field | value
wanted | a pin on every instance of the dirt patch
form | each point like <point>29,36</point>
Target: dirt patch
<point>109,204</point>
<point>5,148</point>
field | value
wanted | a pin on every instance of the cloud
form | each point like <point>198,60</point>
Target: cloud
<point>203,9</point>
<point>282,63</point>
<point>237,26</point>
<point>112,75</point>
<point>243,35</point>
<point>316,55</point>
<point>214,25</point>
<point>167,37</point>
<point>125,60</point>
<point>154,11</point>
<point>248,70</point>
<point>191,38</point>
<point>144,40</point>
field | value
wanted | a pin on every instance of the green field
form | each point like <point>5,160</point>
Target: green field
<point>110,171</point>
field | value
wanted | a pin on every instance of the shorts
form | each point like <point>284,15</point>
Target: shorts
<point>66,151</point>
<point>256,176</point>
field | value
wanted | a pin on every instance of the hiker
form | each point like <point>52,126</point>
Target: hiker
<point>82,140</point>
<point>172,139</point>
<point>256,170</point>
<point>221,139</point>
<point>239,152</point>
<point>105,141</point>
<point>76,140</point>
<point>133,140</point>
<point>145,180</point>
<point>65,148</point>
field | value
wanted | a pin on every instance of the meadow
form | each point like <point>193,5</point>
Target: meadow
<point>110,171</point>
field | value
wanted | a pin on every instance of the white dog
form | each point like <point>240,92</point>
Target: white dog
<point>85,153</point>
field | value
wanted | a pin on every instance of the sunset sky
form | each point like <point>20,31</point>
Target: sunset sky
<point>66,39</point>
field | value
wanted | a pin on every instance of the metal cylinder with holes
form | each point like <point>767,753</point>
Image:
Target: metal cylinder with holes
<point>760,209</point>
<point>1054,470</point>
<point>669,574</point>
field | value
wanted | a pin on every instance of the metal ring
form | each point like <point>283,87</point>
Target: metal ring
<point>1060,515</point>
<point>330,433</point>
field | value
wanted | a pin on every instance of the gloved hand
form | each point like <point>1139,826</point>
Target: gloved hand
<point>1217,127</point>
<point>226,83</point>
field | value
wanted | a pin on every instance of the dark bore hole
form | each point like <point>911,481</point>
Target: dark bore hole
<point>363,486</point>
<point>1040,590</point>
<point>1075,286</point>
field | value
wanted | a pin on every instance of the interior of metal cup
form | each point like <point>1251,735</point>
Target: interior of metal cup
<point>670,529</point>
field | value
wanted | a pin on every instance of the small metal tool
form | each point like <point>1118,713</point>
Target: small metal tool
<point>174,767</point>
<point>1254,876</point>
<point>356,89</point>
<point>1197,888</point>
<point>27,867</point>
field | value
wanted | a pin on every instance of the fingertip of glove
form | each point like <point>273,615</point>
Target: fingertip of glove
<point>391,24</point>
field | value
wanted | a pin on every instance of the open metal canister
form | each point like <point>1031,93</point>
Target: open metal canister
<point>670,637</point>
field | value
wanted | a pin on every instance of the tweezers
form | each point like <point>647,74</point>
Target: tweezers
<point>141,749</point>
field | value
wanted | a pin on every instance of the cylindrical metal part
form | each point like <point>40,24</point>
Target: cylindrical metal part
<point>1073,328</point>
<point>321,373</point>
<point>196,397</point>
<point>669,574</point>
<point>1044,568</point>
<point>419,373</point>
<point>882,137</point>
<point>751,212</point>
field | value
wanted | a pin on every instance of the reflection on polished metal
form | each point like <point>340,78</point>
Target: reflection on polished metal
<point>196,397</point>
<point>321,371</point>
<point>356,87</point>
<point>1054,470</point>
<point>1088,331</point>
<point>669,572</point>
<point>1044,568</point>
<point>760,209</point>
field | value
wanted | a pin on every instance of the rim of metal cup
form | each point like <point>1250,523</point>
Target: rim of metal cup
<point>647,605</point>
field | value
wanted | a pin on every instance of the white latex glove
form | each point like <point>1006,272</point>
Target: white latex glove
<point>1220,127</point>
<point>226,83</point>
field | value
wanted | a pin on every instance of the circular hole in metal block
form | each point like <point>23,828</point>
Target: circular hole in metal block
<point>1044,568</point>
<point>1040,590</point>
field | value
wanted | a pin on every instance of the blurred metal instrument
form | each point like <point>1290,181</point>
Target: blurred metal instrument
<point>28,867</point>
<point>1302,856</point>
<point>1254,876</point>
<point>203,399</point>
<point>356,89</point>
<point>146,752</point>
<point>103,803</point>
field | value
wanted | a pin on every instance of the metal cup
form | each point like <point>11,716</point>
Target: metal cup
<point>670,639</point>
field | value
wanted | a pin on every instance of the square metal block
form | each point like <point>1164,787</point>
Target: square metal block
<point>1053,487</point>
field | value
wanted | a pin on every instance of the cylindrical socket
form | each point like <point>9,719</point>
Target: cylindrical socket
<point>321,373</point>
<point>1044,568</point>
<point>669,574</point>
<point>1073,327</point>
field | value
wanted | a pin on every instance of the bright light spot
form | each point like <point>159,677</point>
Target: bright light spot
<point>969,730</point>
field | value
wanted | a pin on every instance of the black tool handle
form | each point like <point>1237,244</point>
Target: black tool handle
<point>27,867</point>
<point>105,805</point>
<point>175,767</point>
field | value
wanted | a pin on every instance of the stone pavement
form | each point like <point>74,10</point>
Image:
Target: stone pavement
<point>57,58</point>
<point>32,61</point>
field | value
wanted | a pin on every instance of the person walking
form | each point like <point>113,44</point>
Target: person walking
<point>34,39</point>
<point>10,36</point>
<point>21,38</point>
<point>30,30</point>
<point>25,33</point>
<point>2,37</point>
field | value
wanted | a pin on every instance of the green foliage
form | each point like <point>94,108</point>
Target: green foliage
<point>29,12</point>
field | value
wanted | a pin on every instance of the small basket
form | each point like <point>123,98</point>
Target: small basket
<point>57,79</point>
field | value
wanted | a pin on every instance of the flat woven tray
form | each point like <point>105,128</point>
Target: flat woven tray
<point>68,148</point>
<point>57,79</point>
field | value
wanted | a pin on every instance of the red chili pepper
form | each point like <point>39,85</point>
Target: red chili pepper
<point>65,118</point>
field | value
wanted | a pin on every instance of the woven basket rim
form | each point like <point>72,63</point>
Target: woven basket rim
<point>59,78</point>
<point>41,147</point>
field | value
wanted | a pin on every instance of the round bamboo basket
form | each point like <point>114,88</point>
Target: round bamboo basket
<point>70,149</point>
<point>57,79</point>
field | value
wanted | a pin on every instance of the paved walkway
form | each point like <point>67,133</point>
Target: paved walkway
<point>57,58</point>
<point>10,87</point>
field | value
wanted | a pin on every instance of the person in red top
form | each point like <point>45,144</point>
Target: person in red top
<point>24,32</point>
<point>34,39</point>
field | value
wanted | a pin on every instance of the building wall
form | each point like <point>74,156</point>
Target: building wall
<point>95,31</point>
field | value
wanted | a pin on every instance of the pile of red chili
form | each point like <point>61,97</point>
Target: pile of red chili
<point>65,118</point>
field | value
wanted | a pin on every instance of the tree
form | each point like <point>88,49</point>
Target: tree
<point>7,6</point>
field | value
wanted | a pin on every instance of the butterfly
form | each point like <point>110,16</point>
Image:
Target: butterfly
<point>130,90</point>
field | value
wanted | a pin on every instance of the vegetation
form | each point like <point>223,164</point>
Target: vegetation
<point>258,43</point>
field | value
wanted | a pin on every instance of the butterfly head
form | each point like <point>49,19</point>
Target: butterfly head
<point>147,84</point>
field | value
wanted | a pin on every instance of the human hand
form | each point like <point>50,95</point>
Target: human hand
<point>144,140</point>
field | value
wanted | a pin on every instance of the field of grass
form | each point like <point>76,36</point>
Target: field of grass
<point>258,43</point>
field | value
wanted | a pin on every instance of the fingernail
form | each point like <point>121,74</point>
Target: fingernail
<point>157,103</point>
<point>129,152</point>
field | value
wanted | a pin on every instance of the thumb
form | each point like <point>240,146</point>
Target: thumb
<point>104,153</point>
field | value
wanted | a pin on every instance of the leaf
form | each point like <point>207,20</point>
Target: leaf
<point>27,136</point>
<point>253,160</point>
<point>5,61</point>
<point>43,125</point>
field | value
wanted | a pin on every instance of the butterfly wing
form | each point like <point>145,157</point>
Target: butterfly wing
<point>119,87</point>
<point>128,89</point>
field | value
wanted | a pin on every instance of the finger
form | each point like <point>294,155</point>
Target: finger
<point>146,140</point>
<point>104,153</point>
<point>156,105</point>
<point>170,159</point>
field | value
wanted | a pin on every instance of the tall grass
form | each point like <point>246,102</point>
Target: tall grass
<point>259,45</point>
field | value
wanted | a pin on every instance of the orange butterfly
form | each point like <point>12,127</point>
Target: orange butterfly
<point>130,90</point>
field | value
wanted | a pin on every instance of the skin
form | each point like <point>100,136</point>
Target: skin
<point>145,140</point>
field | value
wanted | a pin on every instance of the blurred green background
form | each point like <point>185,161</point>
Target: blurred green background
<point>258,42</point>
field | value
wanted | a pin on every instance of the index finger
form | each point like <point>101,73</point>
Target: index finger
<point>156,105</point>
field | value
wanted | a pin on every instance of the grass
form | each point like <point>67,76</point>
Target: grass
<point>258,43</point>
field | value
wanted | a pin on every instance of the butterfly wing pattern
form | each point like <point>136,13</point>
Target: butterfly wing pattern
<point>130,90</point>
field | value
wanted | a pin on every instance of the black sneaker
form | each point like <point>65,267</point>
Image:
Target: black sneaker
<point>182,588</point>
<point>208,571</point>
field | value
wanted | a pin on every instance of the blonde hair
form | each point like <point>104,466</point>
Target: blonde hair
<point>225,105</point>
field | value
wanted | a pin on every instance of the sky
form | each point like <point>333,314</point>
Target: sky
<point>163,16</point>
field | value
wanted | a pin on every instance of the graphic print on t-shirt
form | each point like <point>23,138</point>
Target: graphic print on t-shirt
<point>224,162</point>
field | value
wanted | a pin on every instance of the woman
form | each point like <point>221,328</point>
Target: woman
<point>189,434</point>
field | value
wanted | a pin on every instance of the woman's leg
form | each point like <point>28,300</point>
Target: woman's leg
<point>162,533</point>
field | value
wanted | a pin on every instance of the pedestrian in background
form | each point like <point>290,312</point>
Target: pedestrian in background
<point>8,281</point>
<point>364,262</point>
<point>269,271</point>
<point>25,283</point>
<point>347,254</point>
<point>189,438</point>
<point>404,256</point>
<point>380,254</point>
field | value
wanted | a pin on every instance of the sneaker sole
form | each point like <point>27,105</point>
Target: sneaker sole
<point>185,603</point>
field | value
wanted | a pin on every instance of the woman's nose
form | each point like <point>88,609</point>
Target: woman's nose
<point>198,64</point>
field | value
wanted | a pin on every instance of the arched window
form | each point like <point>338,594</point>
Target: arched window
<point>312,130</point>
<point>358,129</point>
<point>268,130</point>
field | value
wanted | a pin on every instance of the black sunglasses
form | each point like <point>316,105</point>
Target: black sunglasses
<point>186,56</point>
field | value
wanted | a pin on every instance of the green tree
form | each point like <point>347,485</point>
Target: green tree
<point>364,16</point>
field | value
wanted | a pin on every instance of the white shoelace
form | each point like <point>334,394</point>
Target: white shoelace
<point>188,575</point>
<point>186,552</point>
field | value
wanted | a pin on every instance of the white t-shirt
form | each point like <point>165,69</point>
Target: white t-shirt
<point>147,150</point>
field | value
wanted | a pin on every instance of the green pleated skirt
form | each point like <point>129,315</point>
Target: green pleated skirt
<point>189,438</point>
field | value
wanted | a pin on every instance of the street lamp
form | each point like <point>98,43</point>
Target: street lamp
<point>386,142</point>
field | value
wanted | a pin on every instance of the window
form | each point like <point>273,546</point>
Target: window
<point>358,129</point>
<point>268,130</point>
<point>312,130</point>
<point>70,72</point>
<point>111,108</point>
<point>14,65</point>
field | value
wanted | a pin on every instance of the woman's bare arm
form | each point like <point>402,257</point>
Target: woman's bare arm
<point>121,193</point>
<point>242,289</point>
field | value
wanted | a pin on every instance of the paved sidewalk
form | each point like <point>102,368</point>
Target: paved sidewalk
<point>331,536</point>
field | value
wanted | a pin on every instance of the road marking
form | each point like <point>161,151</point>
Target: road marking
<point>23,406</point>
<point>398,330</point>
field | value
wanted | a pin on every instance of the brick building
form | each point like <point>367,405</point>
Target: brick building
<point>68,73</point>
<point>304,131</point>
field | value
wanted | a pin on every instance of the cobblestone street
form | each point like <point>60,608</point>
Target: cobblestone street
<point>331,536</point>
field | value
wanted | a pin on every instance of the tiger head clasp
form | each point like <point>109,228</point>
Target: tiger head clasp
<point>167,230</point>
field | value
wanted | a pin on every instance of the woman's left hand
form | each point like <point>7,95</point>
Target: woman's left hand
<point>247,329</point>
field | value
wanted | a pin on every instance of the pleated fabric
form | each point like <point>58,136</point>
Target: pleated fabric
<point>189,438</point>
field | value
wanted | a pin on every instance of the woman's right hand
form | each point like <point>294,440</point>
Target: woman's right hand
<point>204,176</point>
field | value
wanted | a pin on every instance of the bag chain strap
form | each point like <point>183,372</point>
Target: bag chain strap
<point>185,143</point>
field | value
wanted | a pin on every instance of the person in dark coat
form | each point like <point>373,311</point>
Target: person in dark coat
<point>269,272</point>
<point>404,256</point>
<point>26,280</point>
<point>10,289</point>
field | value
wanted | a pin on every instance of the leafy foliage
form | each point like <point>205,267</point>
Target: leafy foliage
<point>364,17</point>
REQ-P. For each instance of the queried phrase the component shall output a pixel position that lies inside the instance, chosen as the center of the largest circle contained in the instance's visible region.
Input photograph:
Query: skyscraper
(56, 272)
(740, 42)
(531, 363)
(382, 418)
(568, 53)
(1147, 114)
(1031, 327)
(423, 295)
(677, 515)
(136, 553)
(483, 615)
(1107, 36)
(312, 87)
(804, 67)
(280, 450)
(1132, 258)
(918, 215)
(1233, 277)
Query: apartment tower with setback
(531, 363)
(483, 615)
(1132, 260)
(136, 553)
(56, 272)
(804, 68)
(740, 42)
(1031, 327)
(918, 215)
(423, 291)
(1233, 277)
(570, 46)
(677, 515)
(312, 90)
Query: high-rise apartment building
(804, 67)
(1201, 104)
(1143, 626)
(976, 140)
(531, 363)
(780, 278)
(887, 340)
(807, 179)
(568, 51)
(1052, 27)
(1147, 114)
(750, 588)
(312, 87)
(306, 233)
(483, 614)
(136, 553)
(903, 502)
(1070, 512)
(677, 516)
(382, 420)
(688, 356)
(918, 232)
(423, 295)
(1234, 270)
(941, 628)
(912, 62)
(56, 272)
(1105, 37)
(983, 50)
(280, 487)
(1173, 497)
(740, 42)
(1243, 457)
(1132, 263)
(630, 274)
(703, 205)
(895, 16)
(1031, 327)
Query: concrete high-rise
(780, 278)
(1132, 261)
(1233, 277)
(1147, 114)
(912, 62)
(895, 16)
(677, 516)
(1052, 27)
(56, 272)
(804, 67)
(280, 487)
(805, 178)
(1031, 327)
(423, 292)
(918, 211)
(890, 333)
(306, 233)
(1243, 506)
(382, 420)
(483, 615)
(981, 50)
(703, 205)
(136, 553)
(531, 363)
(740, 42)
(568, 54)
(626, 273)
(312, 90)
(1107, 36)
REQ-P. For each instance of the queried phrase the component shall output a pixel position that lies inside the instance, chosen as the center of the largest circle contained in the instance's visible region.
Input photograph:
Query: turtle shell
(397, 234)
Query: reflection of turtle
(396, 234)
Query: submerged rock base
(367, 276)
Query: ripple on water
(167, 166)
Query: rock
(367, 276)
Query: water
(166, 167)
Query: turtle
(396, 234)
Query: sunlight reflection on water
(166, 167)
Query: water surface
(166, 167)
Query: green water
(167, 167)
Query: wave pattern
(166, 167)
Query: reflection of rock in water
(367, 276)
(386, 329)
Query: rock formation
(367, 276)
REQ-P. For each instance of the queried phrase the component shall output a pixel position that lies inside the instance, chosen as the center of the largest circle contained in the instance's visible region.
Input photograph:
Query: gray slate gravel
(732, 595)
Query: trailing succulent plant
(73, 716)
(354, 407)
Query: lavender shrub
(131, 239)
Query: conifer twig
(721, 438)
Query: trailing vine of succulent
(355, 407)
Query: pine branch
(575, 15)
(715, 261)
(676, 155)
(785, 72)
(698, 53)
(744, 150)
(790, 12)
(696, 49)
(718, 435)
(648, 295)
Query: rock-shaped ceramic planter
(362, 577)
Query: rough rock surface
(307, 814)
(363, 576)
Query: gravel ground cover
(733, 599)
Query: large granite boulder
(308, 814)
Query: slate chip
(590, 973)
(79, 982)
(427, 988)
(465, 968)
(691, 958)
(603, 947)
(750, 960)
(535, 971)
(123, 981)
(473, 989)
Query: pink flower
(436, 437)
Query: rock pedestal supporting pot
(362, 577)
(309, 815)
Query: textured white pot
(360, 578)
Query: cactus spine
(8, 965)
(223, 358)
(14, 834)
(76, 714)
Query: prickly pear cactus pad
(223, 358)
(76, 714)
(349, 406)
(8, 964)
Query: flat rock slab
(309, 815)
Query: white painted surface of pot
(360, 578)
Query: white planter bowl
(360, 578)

> [How to complete this task]
Considering only the material above, set down every line from the one with "form | each point like <point>28,300</point>" to the one with "form | each point like <point>273,546</point>", inclusive, exactly as written.

> [Exercise result]
form | each point like <point>28,300</point>
Target: woman's leg
<point>162,533</point>
field | value
wanted | a pin on every instance of the pedestrian in background
form | each point like <point>290,312</point>
Target: pedestrian in background
<point>8,281</point>
<point>364,262</point>
<point>269,271</point>
<point>25,283</point>
<point>347,254</point>
<point>189,438</point>
<point>404,256</point>
<point>380,254</point>
field | value
wanted | a pin on every instance of the sneaker sole
form | each point like <point>27,105</point>
Target: sneaker sole
<point>185,603</point>
field | value
wanted | a pin on every instance of the woman's nose
form | each point like <point>88,609</point>
Target: woman's nose
<point>198,64</point>
field | value
wanted | a pin on every instance of the arched window
form | each point like <point>338,594</point>
Target: arched window
<point>312,130</point>
<point>358,129</point>
<point>268,130</point>
field | value
wanted | a pin on every instance of the black sunglasses
form | each point like <point>316,105</point>
Target: black sunglasses
<point>186,56</point>
field | value
wanted | a pin on every instance of the green tree
form | each point like <point>347,485</point>
Target: green tree
<point>364,16</point>
field | value
wanted | a pin on every instance of the white shoelace
form | each point like <point>334,394</point>
Target: white shoelace
<point>188,575</point>
<point>186,552</point>
field | value
wanted | a pin on every instance of the white t-shirt
form | each point like <point>165,69</point>
Target: white t-shirt
<point>147,150</point>
field | value
wanted | a pin on every instance of the green pleated skirt
form | each point like <point>129,315</point>
Target: green pleated skirt
<point>189,438</point>
field | value
wanted | a pin on every instance of the street lamp
form | each point like <point>98,43</point>
Target: street lamp
<point>386,142</point>
field | value
wanted | a pin on every instance of the window
form | each point like <point>273,546</point>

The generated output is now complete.